[Opening DATASET RECORDS section]

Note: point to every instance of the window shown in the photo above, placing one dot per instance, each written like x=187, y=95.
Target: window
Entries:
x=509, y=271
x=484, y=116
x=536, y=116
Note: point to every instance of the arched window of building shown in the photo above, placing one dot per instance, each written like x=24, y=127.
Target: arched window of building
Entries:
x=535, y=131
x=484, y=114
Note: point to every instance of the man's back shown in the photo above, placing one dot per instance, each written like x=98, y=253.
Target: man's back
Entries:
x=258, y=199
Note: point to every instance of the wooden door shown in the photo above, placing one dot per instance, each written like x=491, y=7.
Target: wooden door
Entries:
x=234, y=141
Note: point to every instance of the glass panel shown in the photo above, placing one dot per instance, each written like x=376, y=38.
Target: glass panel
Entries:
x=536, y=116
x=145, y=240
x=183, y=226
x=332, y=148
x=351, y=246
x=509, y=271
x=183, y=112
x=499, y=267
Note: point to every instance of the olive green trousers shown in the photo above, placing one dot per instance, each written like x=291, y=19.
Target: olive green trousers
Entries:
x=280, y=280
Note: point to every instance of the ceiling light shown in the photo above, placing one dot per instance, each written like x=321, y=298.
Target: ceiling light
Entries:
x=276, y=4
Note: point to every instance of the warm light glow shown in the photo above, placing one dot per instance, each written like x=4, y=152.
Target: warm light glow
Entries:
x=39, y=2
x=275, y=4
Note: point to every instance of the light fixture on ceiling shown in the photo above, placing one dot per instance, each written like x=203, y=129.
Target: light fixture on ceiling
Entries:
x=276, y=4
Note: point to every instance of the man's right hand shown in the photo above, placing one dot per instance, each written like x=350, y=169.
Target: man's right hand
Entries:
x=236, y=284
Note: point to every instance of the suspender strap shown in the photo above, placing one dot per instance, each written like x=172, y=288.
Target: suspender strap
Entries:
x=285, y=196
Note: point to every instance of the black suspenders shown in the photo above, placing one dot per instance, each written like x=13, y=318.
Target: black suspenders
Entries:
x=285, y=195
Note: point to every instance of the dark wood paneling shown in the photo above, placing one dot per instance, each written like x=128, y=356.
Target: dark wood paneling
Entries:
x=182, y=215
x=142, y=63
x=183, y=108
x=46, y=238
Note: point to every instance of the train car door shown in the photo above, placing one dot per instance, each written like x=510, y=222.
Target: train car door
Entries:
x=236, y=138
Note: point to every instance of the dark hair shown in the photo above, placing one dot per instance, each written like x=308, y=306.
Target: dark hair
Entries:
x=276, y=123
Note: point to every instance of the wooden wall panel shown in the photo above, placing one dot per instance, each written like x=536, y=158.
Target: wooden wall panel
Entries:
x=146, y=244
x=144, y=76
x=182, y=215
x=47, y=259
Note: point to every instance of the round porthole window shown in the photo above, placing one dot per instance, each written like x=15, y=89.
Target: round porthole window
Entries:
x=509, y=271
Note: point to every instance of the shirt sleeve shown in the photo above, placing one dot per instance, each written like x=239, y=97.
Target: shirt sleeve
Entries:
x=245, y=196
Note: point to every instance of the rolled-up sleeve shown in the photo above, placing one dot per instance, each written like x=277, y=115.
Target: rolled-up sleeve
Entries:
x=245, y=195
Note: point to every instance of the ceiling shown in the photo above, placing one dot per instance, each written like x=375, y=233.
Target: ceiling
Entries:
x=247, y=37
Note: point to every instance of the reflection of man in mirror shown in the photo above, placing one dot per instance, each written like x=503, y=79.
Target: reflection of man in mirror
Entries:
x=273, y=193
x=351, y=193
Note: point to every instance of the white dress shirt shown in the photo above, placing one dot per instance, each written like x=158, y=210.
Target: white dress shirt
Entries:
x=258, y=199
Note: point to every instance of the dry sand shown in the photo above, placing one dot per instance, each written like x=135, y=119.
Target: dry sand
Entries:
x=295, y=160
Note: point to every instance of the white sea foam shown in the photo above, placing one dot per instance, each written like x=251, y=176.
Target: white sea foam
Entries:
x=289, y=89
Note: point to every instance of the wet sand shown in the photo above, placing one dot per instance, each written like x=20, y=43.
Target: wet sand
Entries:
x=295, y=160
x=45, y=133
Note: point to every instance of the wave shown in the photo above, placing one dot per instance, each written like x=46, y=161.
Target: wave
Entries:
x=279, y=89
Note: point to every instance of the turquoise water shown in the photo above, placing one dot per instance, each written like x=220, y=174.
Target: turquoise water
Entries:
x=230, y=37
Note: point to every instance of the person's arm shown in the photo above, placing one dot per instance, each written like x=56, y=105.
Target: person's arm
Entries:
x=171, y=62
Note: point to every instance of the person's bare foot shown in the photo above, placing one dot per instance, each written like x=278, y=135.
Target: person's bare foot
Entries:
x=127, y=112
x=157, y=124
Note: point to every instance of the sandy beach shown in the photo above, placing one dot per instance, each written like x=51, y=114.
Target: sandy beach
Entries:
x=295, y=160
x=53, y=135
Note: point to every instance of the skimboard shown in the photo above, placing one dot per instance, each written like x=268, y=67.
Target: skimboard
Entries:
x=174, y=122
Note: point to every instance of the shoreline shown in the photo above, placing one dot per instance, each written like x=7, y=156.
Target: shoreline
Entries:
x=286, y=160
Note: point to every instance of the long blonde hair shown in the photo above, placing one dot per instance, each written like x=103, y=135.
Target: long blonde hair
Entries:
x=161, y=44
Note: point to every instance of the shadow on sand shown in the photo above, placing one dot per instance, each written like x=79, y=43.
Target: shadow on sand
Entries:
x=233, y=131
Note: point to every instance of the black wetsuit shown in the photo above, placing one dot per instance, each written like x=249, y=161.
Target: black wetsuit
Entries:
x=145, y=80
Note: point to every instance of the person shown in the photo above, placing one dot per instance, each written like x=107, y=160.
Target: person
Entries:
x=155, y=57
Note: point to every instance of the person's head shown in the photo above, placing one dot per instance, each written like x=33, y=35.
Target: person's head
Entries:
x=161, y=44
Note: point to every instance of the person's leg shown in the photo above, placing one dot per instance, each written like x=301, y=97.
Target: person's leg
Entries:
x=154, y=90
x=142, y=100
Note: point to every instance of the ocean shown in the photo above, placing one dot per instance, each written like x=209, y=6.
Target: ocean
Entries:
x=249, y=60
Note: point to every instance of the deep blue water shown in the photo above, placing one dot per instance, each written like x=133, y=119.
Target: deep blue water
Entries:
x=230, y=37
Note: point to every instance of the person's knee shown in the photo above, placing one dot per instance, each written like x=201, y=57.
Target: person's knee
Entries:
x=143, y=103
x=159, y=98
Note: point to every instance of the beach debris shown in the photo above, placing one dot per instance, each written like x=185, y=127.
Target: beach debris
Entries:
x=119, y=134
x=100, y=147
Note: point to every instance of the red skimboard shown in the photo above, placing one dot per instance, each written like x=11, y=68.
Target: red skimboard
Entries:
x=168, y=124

[Closing DATASET RECORDS section]

ABOUT THIS EXERCISE - Transcribe each entry verbatim, leaving none out.

RESPONSE FOR THIS EXERCISE -
Note: point to every instance of the window shown in the photo above, placing one dot per instance, each written like x=187, y=95.
Target: window
Entries:
x=509, y=271
x=484, y=116
x=536, y=116
Note: point to every instance of the arched window of building shown in the photo above, placing one dot per instance, each written like x=24, y=127.
Target: arched window of building
Entries:
x=535, y=131
x=484, y=114
Note: point to every instance of the man's back shown in the photo above, placing one dot per instance, each written like x=98, y=253.
Target: man's back
Entries:
x=258, y=199
Note: point to every instance of the wooden door shown in the photo above, placing one dot per instance, each written like x=491, y=7.
Target: wooden door
Entries:
x=234, y=141
Note: point to every instance of the glass panel shown in the photo above, placing one dot per instance, each written like x=376, y=38.
Target: glass panel
Entries:
x=536, y=116
x=145, y=240
x=183, y=226
x=332, y=148
x=351, y=246
x=509, y=271
x=183, y=112
x=499, y=267
Note: point to every instance of the olive green trousers shown in the photo above, placing one dot per instance, each written like x=291, y=19.
Target: olive green trousers
Entries:
x=280, y=280
Note: point to every instance of the ceiling light shown in the photo above, placing one dot per instance, each written like x=321, y=298.
Target: ceiling light
Entries:
x=276, y=4
Note: point to every instance of the warm light glow shown in the photo above, placing one dot per instance, each written like x=4, y=152.
Target: warm light glow
Entries:
x=39, y=2
x=275, y=4
Note: point to every instance of the light fixture on ceiling shown in the photo above, placing one dot per instance, each written like x=203, y=129.
Target: light fixture on ceiling
Entries:
x=276, y=4
Note: point to every instance of the man's right hand shown in the photo above, placing one dot per instance, each written like x=350, y=169.
Target: man's right hand
Entries:
x=236, y=284
Note: point to every instance of the suspender strap shown in the photo above, placing one dot per instance, each written like x=172, y=288.
Target: suspender strap
Entries:
x=285, y=196
Note: point to every instance of the black suspenders shown in the photo above, placing one dot per instance, each written like x=13, y=318.
Target: black suspenders
Entries:
x=285, y=195
Note: point to every instance of the dark wood paneling shown in the photo above, placing one dot per instance, each written like x=128, y=356.
Target: dark wood paneling
Entries:
x=182, y=215
x=142, y=63
x=183, y=108
x=46, y=238
Note: point to every instance of the train car door shown in the photo above, placing one dot per instance, each written like x=510, y=222.
Target: train car door
Entries:
x=236, y=138
Note: point to every instance of the dark hair shown in the photo above, placing one dot per instance, each written like x=308, y=306.
Target: dark hair
Entries:
x=276, y=123
Note: point to every instance of the wooden wall panel shown in the photo above, placing one dot per instance, each written like x=536, y=158.
Target: wooden wall panel
Entries:
x=146, y=244
x=144, y=76
x=182, y=215
x=47, y=259
Note: point to every instance of the round porthole window shown in the photo above, placing one dot per instance, each written like x=15, y=89.
Target: round porthole window
Entries:
x=509, y=271
Note: point to every instance of the shirt sleeve shown in the photo above, placing one dot per instance, each written like x=239, y=97.
Target: shirt sleeve
Entries:
x=245, y=196
Note: point to every instance of the rolled-up sleeve shown in the photo above, placing one dot per instance, each written like x=277, y=115.
Target: rolled-up sleeve
Entries:
x=245, y=195
Note: point to every instance of the ceiling shown in the photo above, placing one dot per instance, each written like x=375, y=233.
Target: ceiling
Entries:
x=247, y=37
Note: point to every instance of the reflection of man in mirror shown in the photo above, placing one dot per instance, each written like x=503, y=79.
Target: reflection of man in mirror
Entries:
x=273, y=193
x=351, y=193
Note: point to every instance of the white dress shirt shown in the photo above, placing one dot per instance, each written like x=158, y=210.
Target: white dress shirt
Entries:
x=258, y=199
Note: point to every instance of the dry sand shown in the photo above, placing one dot per instance, each written like x=135, y=119.
Target: dry sand
Entries:
x=295, y=160
Note: point to every instance of the white sea foam shown in the photo above, placing one dot per instance, each written like x=251, y=176.
Target: white sea foam
Entries:
x=289, y=89
Note: point to every instance of the wet sand shown in the photo above, placing one dot per instance, each written like x=20, y=43.
Target: wet sand
Entries:
x=295, y=160
x=45, y=133
Note: point to every instance of the wave shown in the photo above, placing one dot per instance, each written like x=46, y=161.
Target: wave
Entries:
x=279, y=89
Note: point to every instance of the turquoise water shown in the photo above, placing one dot per instance, each written like x=220, y=174.
Target: turquoise water
Entries:
x=230, y=37
Note: point to every instance of the person's arm shown in the photo above, placing one dot per instance, each written like x=56, y=105.
Target: person's arm
Entries:
x=171, y=62
Note: point to every instance of the person's bare foot shown in the photo above, placing one dot per instance, each written like x=278, y=135.
Target: person's bare foot
Entries:
x=127, y=112
x=157, y=124
Note: point to every instance of the sandy beach shown in the photo above, placing one dot per instance, each written like x=51, y=114.
Target: sandy beach
Entries:
x=295, y=160
x=53, y=135
Note: point to every instance of the skimboard shown in the photo above, placing one dot per instance, each written like x=268, y=67.
Target: skimboard
Entries:
x=174, y=122
Note: point to every instance of the shoreline shown in the photo above, placing one dot per instance, each written like x=7, y=156.
Target: shoreline
Entries:
x=286, y=160
Note: point to every instance of the long blonde hair shown in the photo above, placing one dot per instance, each written like x=103, y=135.
Target: long blonde hair
Entries:
x=161, y=44
Note: point to every instance of the shadow on sand shown in the photo above, placing one dot per instance, each written like x=79, y=43.
Target: shadow on sand
Entries:
x=233, y=131
Note: point to every instance of the black wetsuit shown in the photo above, placing one dot per instance, each written like x=249, y=161.
Target: black wetsuit
Entries:
x=145, y=80
Note: point to every instance of the person shown in the photo above, placing one dot per instance, each written like x=107, y=160.
Target: person
Entries:
x=155, y=57
Note: point to every instance of the person's head shown in the photo above, placing one dot per instance, each written like x=33, y=35.
Target: person's head
Entries:
x=161, y=44
Note: point to every instance of the person's leg shown in the photo above, placing one dot per instance, each written like x=301, y=97.
Target: person's leg
Entries:
x=154, y=90
x=142, y=100
Note: point to every instance of the ocean shown in the photo above, placing one dot per instance, each written like x=209, y=6.
Target: ocean
Entries:
x=249, y=60
Note: point to every instance of the deep blue water shown in the photo above, placing one dot per instance, each written like x=133, y=119.
Target: deep blue water
Entries:
x=230, y=37
Note: point to every instance of the person's knee shown in the photo above, placing one dot per instance, each written like x=201, y=57.
Target: person's knee
Entries:
x=143, y=103
x=159, y=98
Note: point to every instance of the beach debris shown in the photo above, placing one dot per instance, each written like x=185, y=127.
Target: beach debris
Entries:
x=119, y=134
x=100, y=147
Note: point to every instance of the red skimboard shown in the photo above, placing one dot per instance, each written like x=11, y=68.
Target: red skimboard
Entries:
x=168, y=124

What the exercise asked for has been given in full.